Altere os registros abaixo, trocando "baseboard" por "skirting board" e mantendo todo o restante inalterado.
──────── Dados a processar
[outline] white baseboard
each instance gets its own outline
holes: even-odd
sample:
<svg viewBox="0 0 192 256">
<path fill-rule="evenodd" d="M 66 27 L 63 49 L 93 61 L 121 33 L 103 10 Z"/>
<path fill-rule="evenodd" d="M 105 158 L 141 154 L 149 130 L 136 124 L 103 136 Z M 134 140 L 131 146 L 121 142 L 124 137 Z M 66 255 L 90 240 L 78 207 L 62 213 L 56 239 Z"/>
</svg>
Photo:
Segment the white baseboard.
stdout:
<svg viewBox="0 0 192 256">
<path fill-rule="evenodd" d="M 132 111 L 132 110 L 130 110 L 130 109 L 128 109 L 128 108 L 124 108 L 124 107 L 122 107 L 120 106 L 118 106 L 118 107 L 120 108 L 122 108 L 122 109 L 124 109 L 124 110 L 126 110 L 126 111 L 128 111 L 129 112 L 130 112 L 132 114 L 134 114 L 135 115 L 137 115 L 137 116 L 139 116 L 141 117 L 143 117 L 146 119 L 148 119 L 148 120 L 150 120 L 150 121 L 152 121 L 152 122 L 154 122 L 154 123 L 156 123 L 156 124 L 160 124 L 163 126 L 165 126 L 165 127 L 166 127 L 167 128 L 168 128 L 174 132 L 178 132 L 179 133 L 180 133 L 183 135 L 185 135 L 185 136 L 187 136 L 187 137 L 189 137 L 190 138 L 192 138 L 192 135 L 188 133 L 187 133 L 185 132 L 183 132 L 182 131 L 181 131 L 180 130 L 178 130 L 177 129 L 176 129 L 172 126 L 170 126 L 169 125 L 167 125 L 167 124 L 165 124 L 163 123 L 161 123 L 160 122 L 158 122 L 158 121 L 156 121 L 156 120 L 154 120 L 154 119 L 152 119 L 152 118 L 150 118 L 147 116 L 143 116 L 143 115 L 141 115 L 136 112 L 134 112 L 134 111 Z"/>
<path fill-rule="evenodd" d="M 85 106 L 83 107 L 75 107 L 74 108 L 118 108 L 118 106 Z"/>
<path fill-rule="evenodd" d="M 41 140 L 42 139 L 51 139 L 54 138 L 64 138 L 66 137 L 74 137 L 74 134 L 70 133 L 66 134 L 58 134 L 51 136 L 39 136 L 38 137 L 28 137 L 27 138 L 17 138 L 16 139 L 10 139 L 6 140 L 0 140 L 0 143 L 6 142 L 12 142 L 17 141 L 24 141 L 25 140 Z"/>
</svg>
────────────────
== Exercício resolvido ==
[outline] white skirting board
each instance gets its own outline
holes: even-odd
sample:
<svg viewBox="0 0 192 256">
<path fill-rule="evenodd" d="M 66 27 L 63 49 L 93 61 L 121 33 L 103 10 Z"/>
<path fill-rule="evenodd" d="M 105 158 L 141 154 L 149 130 L 136 124 L 103 136 Z M 134 140 L 131 146 L 121 142 L 124 137 Z M 66 255 L 90 240 L 78 207 L 62 213 L 56 239 Z"/>
</svg>
Photo:
Segment the white skirting board.
stdout:
<svg viewBox="0 0 192 256">
<path fill-rule="evenodd" d="M 132 111 L 132 110 L 130 110 L 130 109 L 128 109 L 128 108 L 124 108 L 124 107 L 122 107 L 120 106 L 118 106 L 118 107 L 120 108 L 122 108 L 122 109 L 124 109 L 124 110 L 126 110 L 126 111 L 128 111 L 129 112 L 130 112 L 132 114 L 134 114 L 135 115 L 137 115 L 137 116 L 139 116 L 141 117 L 143 117 L 146 119 L 148 119 L 148 120 L 150 120 L 150 121 L 152 121 L 152 122 L 154 122 L 154 123 L 156 123 L 156 124 L 160 124 L 163 126 L 165 126 L 165 127 L 166 127 L 167 128 L 168 128 L 174 132 L 178 132 L 179 133 L 180 133 L 183 135 L 185 135 L 185 136 L 187 136 L 187 137 L 189 137 L 190 138 L 192 138 L 192 135 L 188 133 L 187 133 L 185 132 L 183 132 L 182 131 L 181 131 L 180 130 L 178 130 L 177 129 L 176 129 L 172 126 L 170 126 L 169 125 L 167 125 L 167 124 L 165 124 L 163 123 L 161 123 L 160 122 L 158 122 L 158 121 L 156 121 L 156 120 L 154 120 L 154 119 L 152 119 L 152 118 L 150 118 L 147 116 L 143 116 L 143 115 L 141 115 L 136 112 L 134 112 L 134 111 Z"/>
<path fill-rule="evenodd" d="M 85 106 L 83 107 L 75 107 L 74 108 L 118 108 L 118 106 Z"/>
<path fill-rule="evenodd" d="M 41 140 L 42 139 L 51 139 L 54 138 L 64 138 L 66 137 L 74 137 L 74 134 L 70 133 L 66 134 L 58 134 L 51 136 L 39 136 L 38 137 L 28 137 L 27 138 L 17 138 L 16 139 L 10 139 L 6 140 L 0 140 L 0 143 L 6 142 L 12 142 L 17 141 L 24 141 L 25 140 Z"/>
</svg>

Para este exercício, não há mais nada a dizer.